GOAL: Render the rows below as a numbered list, skipping any blank lines. Leave the pictures out of your list.

DATASET ENTRIES:
▬▬▬▬▬▬▬▬▬▬

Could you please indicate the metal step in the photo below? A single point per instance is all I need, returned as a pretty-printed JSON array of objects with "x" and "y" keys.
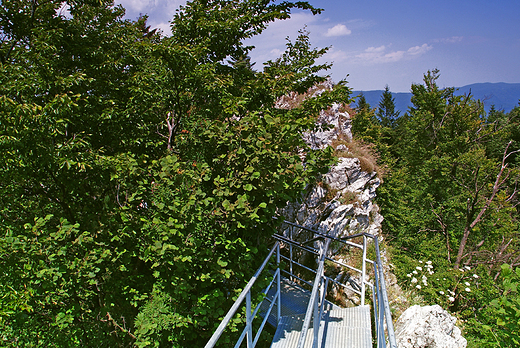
[{"x": 341, "y": 328}]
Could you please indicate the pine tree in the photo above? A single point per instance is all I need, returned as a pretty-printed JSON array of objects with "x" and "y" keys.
[{"x": 386, "y": 112}]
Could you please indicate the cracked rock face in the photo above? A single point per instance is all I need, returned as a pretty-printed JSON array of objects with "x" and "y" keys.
[
  {"x": 342, "y": 203},
  {"x": 429, "y": 326}
]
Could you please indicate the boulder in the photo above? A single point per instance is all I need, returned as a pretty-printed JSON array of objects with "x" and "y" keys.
[{"x": 429, "y": 326}]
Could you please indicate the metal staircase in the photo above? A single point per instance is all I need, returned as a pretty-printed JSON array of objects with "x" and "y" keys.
[{"x": 297, "y": 307}]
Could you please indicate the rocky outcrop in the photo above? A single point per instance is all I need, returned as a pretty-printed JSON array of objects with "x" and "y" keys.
[
  {"x": 342, "y": 203},
  {"x": 429, "y": 326}
]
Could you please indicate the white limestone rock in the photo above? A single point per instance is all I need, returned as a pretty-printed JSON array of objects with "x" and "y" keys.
[{"x": 429, "y": 326}]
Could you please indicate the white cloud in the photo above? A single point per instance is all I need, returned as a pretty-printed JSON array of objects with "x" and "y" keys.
[
  {"x": 271, "y": 43},
  {"x": 453, "y": 39},
  {"x": 382, "y": 54},
  {"x": 159, "y": 11},
  {"x": 338, "y": 30},
  {"x": 419, "y": 50}
]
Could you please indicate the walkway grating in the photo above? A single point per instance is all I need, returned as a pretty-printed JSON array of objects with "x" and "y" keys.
[
  {"x": 339, "y": 328},
  {"x": 295, "y": 300}
]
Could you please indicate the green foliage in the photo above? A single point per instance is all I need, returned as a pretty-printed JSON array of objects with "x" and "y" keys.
[
  {"x": 450, "y": 200},
  {"x": 508, "y": 307},
  {"x": 386, "y": 112},
  {"x": 139, "y": 173}
]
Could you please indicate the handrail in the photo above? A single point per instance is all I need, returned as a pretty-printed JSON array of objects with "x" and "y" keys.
[
  {"x": 381, "y": 308},
  {"x": 311, "y": 308},
  {"x": 245, "y": 294}
]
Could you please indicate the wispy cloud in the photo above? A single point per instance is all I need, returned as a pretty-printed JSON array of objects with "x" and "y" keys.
[
  {"x": 419, "y": 50},
  {"x": 160, "y": 12},
  {"x": 338, "y": 30},
  {"x": 382, "y": 54},
  {"x": 453, "y": 39}
]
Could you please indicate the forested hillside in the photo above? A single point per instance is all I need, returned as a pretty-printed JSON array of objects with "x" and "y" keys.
[
  {"x": 450, "y": 203},
  {"x": 139, "y": 173}
]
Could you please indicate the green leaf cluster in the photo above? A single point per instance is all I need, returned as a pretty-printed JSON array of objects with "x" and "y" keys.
[{"x": 139, "y": 173}]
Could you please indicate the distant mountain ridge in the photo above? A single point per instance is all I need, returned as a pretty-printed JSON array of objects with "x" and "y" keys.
[{"x": 505, "y": 96}]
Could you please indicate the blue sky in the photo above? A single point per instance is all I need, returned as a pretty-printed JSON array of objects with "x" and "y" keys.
[{"x": 390, "y": 42}]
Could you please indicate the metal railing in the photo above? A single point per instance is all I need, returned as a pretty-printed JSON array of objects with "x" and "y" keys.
[
  {"x": 384, "y": 331},
  {"x": 247, "y": 333}
]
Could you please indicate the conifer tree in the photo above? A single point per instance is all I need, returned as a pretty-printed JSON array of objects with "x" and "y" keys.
[{"x": 386, "y": 109}]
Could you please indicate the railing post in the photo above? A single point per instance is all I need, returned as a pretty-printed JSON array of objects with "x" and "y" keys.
[
  {"x": 290, "y": 255},
  {"x": 317, "y": 318},
  {"x": 249, "y": 321},
  {"x": 363, "y": 271},
  {"x": 279, "y": 287}
]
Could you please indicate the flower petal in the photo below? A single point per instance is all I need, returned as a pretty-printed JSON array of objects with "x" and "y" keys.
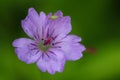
[
  {"x": 33, "y": 23},
  {"x": 60, "y": 27},
  {"x": 59, "y": 13},
  {"x": 52, "y": 61},
  {"x": 72, "y": 49},
  {"x": 72, "y": 38},
  {"x": 25, "y": 51}
]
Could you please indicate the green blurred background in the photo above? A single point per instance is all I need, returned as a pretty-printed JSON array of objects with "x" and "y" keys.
[{"x": 96, "y": 21}]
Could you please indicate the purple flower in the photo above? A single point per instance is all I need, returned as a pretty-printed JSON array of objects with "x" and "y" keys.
[{"x": 50, "y": 45}]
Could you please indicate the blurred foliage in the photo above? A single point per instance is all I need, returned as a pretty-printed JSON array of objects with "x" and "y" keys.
[{"x": 96, "y": 21}]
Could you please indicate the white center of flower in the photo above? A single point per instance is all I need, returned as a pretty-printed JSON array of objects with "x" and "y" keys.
[{"x": 44, "y": 45}]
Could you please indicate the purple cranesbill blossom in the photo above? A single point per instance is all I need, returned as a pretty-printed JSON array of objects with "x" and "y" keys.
[{"x": 50, "y": 44}]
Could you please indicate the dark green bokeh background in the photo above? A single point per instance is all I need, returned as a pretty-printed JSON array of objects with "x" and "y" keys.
[{"x": 96, "y": 21}]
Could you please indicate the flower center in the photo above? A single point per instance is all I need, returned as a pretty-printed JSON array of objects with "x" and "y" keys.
[
  {"x": 44, "y": 45},
  {"x": 53, "y": 17}
]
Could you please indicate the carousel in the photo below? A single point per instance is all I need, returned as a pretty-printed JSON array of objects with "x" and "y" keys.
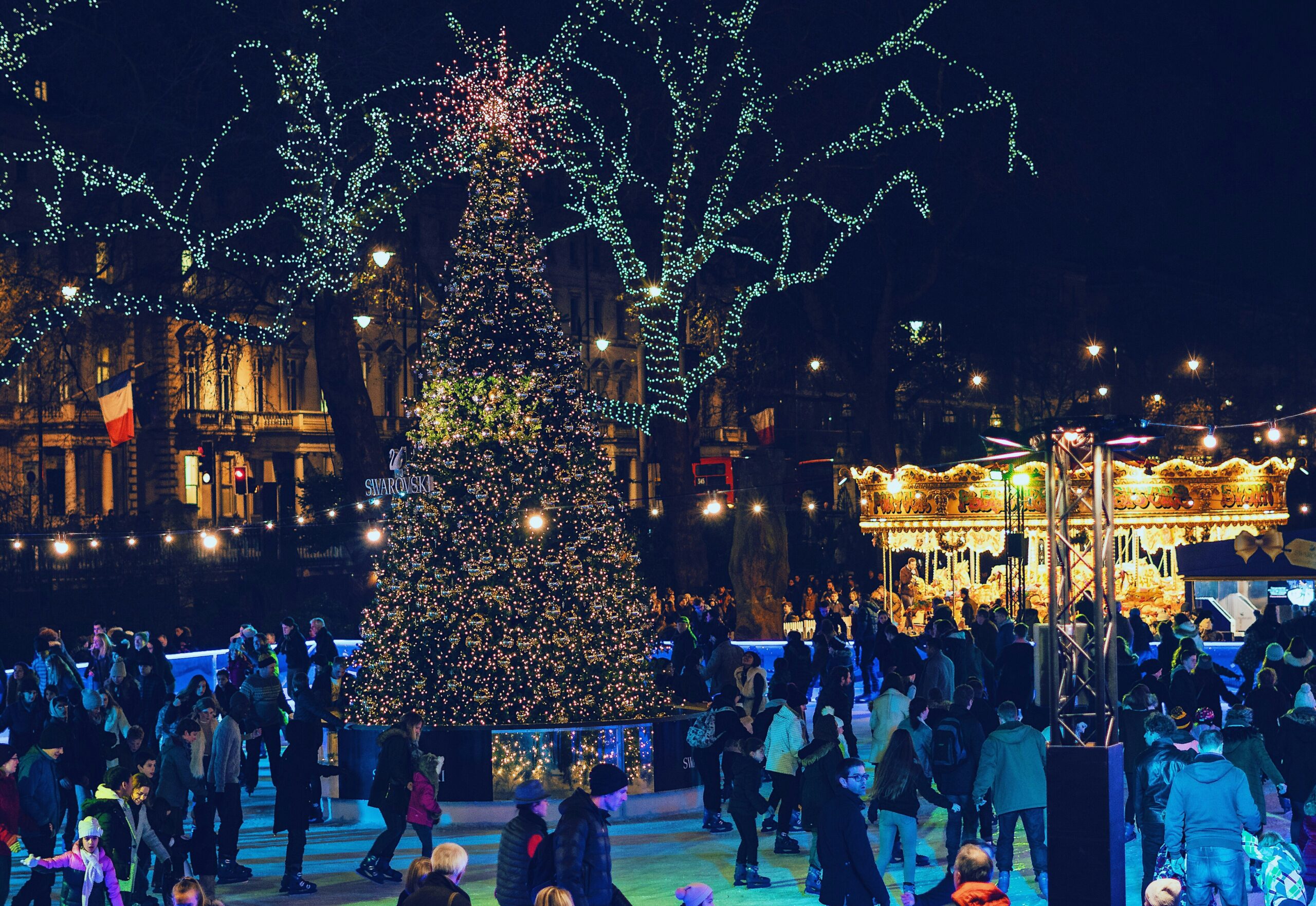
[{"x": 943, "y": 532}]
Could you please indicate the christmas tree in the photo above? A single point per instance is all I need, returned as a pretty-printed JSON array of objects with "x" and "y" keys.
[{"x": 508, "y": 595}]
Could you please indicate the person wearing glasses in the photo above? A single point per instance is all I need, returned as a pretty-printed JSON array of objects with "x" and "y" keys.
[{"x": 851, "y": 876}]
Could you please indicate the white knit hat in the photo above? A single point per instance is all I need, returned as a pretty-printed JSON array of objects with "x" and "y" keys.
[{"x": 88, "y": 826}]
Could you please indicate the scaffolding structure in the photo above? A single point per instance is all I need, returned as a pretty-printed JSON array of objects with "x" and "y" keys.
[{"x": 1080, "y": 658}]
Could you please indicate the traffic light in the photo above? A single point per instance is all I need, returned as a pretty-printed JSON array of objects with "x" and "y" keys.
[{"x": 206, "y": 462}]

▬▬▬▬▬▬▬▬▬▬

EXPECTED OUTPUT:
1. Could you please indicate the metal step in the photo below? A single point per instance is all I need, returned as a pretty-printed JSON array of objects with "x" and "y" keys.
2. [{"x": 341, "y": 328}]
3. Could you please indicate the pine tree in the photo above? A single point per instance is all I need, returned as a pretty-printed JSON array of objects with "x" and "y" keys.
4. [{"x": 386, "y": 112}]
5. Could you please indicate the cracked rock face in the photo above? A single point per instance is all I need, returned as a pretty-printed JSON array of objects with "x" and "y" keys.
6. [
7.   {"x": 342, "y": 203},
8.   {"x": 429, "y": 326}
9. ]
10. Could you please indicate the boulder in the photo above? A single point per instance is all I need, returned as a pretty-printed JSON array of objects with "x" and "y" keys.
11. [{"x": 429, "y": 326}]
12. Could you please indicate the metal staircase in the photo above? A single point per instance is all I need, returned as a pretty-printed JSON array of objects with "x" and "y" keys.
13. [{"x": 297, "y": 307}]
14. Could you please indicate the rocky outcrop in the photo above? A single point per instance is all I need, returned as a pretty-printed JSON array of objects with "x" and "y" keys.
15. [
16.   {"x": 342, "y": 203},
17.   {"x": 429, "y": 326}
18. ]
19. Could you please indicate the white limestone rock in the photo above? A single point per instance is all I need, returned as a pretty-printed JSON array of objects with "x" and "y" keys.
20. [{"x": 429, "y": 326}]
21. Could you please indicate the white cloud in the photo above? A single point per instance is all I need, returned as a pretty-printed JSON array of objects with "x" and "y" keys.
22. [
23.   {"x": 271, "y": 43},
24.   {"x": 453, "y": 39},
25.   {"x": 382, "y": 54},
26.   {"x": 159, "y": 11},
27.   {"x": 338, "y": 30},
28.   {"x": 419, "y": 50}
29. ]
30. Could you please indicate the walkway grating in the photo above? A single point per instance is all I need, returned as a pretty-printed JSON array of objects with "x" and "y" keys.
31. [
32.   {"x": 339, "y": 328},
33.   {"x": 295, "y": 300}
34. ]
35. Could you please indicate the green foliage in the photo above? A single point per instance is all I need, returned as a pretty-printed JSON array of objects with "x" and "y" keys.
36. [
37.   {"x": 450, "y": 200},
38.   {"x": 508, "y": 307},
39.   {"x": 386, "y": 112},
40.   {"x": 139, "y": 173}
41. ]
42. Could you please indicate the handrail in the photo above? A single point per instance is all I need, returned as a pretty-printed JSON array of objects with "x" and "y" keys.
43. [
44.   {"x": 381, "y": 308},
45.   {"x": 311, "y": 308},
46.   {"x": 245, "y": 294}
47. ]
48. Could you please indicate the wispy cloud in the photo above? A single point per instance is all I need, returned as a pretty-printed JSON array of objects with "x" and "y" keys.
49. [
50.   {"x": 419, "y": 50},
51.   {"x": 160, "y": 12},
52.   {"x": 338, "y": 30},
53.   {"x": 382, "y": 54},
54.   {"x": 453, "y": 39}
55. ]
56. Could you please indicate the forested hillside in the photo above? A single point per instance is all I need, returned as a pretty-printed JSON array of objects with "x" and "y" keys.
57. [
58.   {"x": 450, "y": 203},
59.   {"x": 139, "y": 173}
60. ]
61. Could you please indicate the green leaf cluster in the photo above? A single point per instance is all I need, returned as a pretty-printed JSON array of objects with "x" and "y" keys.
62. [{"x": 139, "y": 173}]
63. Could you please indicate the distant mountain ridge in the photo above? A single point per instance is all I need, returned as a pretty-printed JSON array of objects with "x" and "y" keys.
64. [{"x": 505, "y": 96}]
65. Could you please indicate the blue sky in the photo above? A single point per instance is all I need, returned as a pretty-printed JSON array of objects with "x" and "y" keys.
66. [{"x": 390, "y": 42}]
67. Could you please indicate the metal railing in the photo above? A single point per instance is all I need, returned as a pretty-printed JSON array of objects with "x" and "y" keys.
68. [
69.   {"x": 384, "y": 331},
70.   {"x": 247, "y": 333}
71. ]
72. Could you please indicate the conifer tree in the photo above? A single point per instance is all I need, returned as a pretty-printed JSON array of objects with "x" and "y" keys.
73. [{"x": 386, "y": 109}]
74. Could you please indicate the railing post in the photo above? A single point per instance is all I need, returned as a pretty-printed JSON array of objects with "x" and "y" keys.
75. [
76.   {"x": 290, "y": 255},
77.   {"x": 317, "y": 318},
78.   {"x": 249, "y": 321},
79.   {"x": 363, "y": 271},
80.   {"x": 279, "y": 287}
81. ]
82. Could you please indicate the flower petal in the photo below? A single point per instance is all I need, returned as a pretty-printed JSON array of objects with "x" and "y" keys.
83. [
84.   {"x": 33, "y": 23},
85.   {"x": 60, "y": 27},
86.   {"x": 59, "y": 13},
87.   {"x": 52, "y": 61},
88.   {"x": 72, "y": 49},
89.   {"x": 72, "y": 38},
90.   {"x": 25, "y": 51}
91. ]
92. Could you please indicate the green blurred background in the photo above? A single point per instance is all I need, returned as a pretty-printed JSON array of objects with "x" and "y" keys.
93. [{"x": 96, "y": 21}]
94. Could you please indicate the purple flower in the photo above? A single point per instance is all I need, returned as a pretty-printed JSON array of objects with "x" and "y" keys.
95. [{"x": 50, "y": 45}]
96. Could you please indicate the blurred foliage in the photo above? A single point per instance is all I need, returned as a pretty-printed JSON array of objects with "x" and "y" keys.
97. [{"x": 96, "y": 21}]
98. Could you please indicate the white center of flower in the photo above? A single point per instance is all I need, returned as a pretty-printed JSON array of objects with "x" and "y" keys.
99. [{"x": 44, "y": 45}]
100. Could you please indicate the purple cranesbill blossom in the photo above? A single point per instance is all I need, returned as a pretty-printed JSON array of objects with "x" and "y" keys.
101. [{"x": 50, "y": 44}]
102. Could you please indicate the dark green bokeh background in the photo above? A single point per instance is all I need, returned as a pretty-printed JSON array of objects with "x" and "y" keys.
103. [{"x": 96, "y": 21}]
104. Could you please indicate the flower center in the photo above? A single point per instance is all I need, returned as a pretty-printed JSON array of objects with "x" and "y" keys.
105. [
106.   {"x": 44, "y": 45},
107.   {"x": 53, "y": 17}
108. ]
109. Could you please indicate the carousel in the photo below? A single point per instance is all I need, returned as a pretty-printed JSON array of objects with "x" and "y" keys.
110. [{"x": 943, "y": 532}]
111. Could you please indicate the christmas tree in the photo above? A single point per instance is all I need, returned as a pretty-printed JSON array of objects with "x" and "y" keys.
112. [{"x": 508, "y": 595}]
113. Could you please indicate the person wearing glasses in the photo above? A single point per instance is all I need, returned as a pretty-printed JSON array of objects with "x" and "y" keys.
114. [{"x": 851, "y": 876}]
115. Could you please indicate the white knit hat in the photo above? A single point per instance is all I need, returned as a pretty-printed JSON array of objects with "x" and "y" keys.
116. [{"x": 88, "y": 826}]
117. Could you please indicate the scaffolding structure in the photo above? A single point per instance is all I need, returned as a pretty-printed JSON array of objects with "x" and "y" keys.
118. [{"x": 1080, "y": 658}]
119. Could you please indicate the traffic light in the photo above? A single point per instance is all I need, returned as a pretty-printed JSON array of objects with "x" and "y" keys.
120. [{"x": 206, "y": 462}]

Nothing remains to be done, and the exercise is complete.